Drop every picture and give the entries back exactly.
━━━ Input material ━━━
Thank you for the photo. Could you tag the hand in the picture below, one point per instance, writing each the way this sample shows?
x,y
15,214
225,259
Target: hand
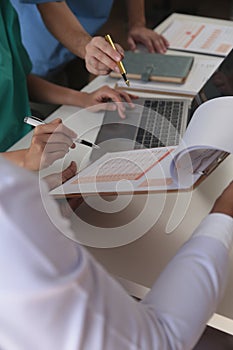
x,y
153,41
49,142
106,94
67,206
101,58
224,203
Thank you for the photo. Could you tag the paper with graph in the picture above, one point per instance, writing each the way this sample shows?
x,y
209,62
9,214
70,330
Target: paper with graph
x,y
200,37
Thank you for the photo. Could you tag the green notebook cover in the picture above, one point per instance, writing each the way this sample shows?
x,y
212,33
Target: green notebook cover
x,y
156,67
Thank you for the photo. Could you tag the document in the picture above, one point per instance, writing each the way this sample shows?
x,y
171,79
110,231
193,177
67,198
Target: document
x,y
205,144
200,37
202,69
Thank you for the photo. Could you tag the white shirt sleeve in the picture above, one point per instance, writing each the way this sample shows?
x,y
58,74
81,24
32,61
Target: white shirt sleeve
x,y
54,295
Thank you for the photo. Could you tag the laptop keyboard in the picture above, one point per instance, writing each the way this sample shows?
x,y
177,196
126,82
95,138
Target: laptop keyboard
x,y
160,124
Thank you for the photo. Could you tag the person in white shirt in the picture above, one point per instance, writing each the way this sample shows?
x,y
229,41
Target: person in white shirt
x,y
54,295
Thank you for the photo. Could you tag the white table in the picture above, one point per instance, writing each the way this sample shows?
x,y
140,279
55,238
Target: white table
x,y
138,263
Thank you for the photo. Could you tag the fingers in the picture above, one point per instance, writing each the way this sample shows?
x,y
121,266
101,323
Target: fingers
x,y
50,142
101,58
69,172
117,96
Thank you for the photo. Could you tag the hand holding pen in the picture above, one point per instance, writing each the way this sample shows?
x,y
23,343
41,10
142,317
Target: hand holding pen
x,y
101,57
50,141
34,121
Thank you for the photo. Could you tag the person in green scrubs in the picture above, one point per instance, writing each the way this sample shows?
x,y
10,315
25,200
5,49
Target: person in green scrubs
x,y
17,85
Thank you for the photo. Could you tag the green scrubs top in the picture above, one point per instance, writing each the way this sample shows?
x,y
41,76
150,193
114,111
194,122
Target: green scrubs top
x,y
14,67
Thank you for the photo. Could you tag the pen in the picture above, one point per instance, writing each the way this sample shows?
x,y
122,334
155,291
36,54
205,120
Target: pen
x,y
120,64
34,121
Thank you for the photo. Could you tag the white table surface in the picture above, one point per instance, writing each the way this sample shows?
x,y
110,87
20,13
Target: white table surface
x,y
138,262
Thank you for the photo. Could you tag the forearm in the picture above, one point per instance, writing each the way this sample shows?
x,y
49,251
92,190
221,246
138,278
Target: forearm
x,y
41,90
16,157
63,24
136,13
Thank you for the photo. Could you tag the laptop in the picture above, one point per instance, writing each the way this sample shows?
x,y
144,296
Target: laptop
x,y
160,121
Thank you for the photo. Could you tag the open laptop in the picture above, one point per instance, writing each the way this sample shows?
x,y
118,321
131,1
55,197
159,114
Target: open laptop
x,y
159,122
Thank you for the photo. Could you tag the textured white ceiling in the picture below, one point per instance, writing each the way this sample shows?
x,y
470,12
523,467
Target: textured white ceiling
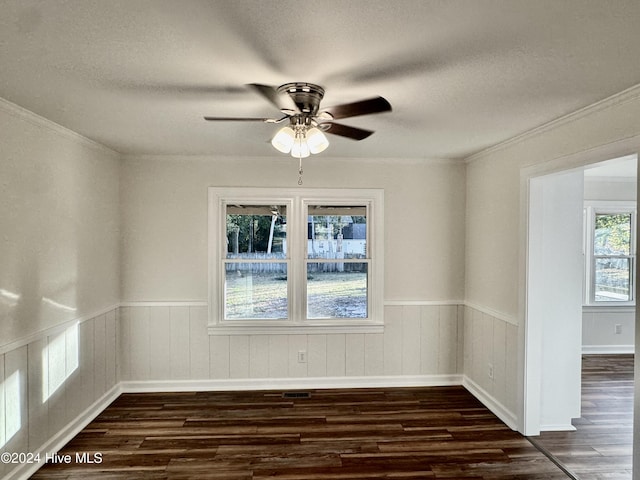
━━━
:: Solved problem ::
Thank you for the photo. Could you tag the hand in the picture below, one point per instance, writing each the way this sample shows?
x,y
15,214
225,259
Target: hand
x,y
153,41
49,142
106,94
67,206
101,58
224,203
Thank you for the photo. Could you tag the paper with graph in the picture above, one point per instance, writing each the way this sample shows?
x,y
209,62
9,214
70,330
Target: paper with graph
x,y
200,37
Thank you for the photo. Could you tag the green notebook cover in the picture above, one point per instance, writing each the way this sample shows?
x,y
212,33
Target: green notebook cover
x,y
156,67
Thank you for the photo. Could you tag the document in the picture above, one point per instance, writing each the way this sample shows?
x,y
171,79
110,231
193,177
67,198
Target: document
x,y
205,144
200,37
202,69
Thank you for the photo. Could you tag the white shirt sleeve in the picture above, one point per instance, writing each the way this sample shows?
x,y
58,74
81,24
32,61
Target: white shirt sleeve
x,y
54,295
Thank you for the photo. Could you tag the laptop keyboard in the picture above, one point per instance, writing each the way this sample shows?
x,y
177,196
126,82
95,138
Target: laptop keyboard
x,y
160,124
Thank you for the photo. Could you tag the person in white shirt in the picture above, one point per instance, writing each the way this sample shows?
x,y
229,41
Target: person in white shirt
x,y
54,295
Thank you for the photo. Could you tag the white table in the picture above, one point per instance, writing each the way this sample shows?
x,y
140,279
55,238
Target: white table
x,y
138,263
Thank you for the photo. Could you tag the fingers in the picture above, one point per instance, writing each the way this sample shows?
x,y
121,266
101,323
Target: fingers
x,y
50,142
101,58
69,172
117,96
Thank you for the photo. Could you tag the hand holding pen in the picture above, one point per instance, writing each the way this sample shows?
x,y
23,343
41,10
142,317
Target: hand holding pen
x,y
101,57
50,141
34,121
Thank you for the photo. Could you tag the person in green scrubs in the picture above, one point per instance, writing each the way this sample shows?
x,y
10,315
25,200
5,49
Target: person in green scrubs
x,y
17,85
Thank you for the photo. Could you tag the green scrubs top in the picture above, one point per instance, writing each the way this sample shows?
x,y
41,76
150,193
114,111
194,122
Target: green scrubs top
x,y
14,67
Thank you for the photo. Could you tag the pen in the picture above, one point per instance, writing each the way this sample shows?
x,y
122,334
155,291
36,54
205,120
Target: pen
x,y
120,64
34,121
Thank you for the photo. Could you tag the white table surface in the picture above, one point per instance, writing each the way this sample shows?
x,y
110,87
20,13
Target: white table surface
x,y
138,262
Thank you for the photo. Could you tag the forearm in the picture above, one point per instance, writing each the way this sample shows?
x,y
49,251
92,190
221,246
138,278
Target: forearm
x,y
41,90
16,157
63,24
136,13
Thank you for the photo. Could you tag the laptop in the picture above, one point per instance, writing each the way this sample shows?
x,y
144,296
Target: laptop
x,y
160,121
Thank you for the photo. Could you tag the open laptop in the picture above, one point per instance, writing each the way this sample shows?
x,y
118,321
131,1
55,197
159,114
Target: open laptop
x,y
159,122
Thank you for the photo. Could you tag the textured white ceiling in the picture below, one point per instance, writing each the way this sample shows?
x,y
470,12
523,467
Target: textured white ceiling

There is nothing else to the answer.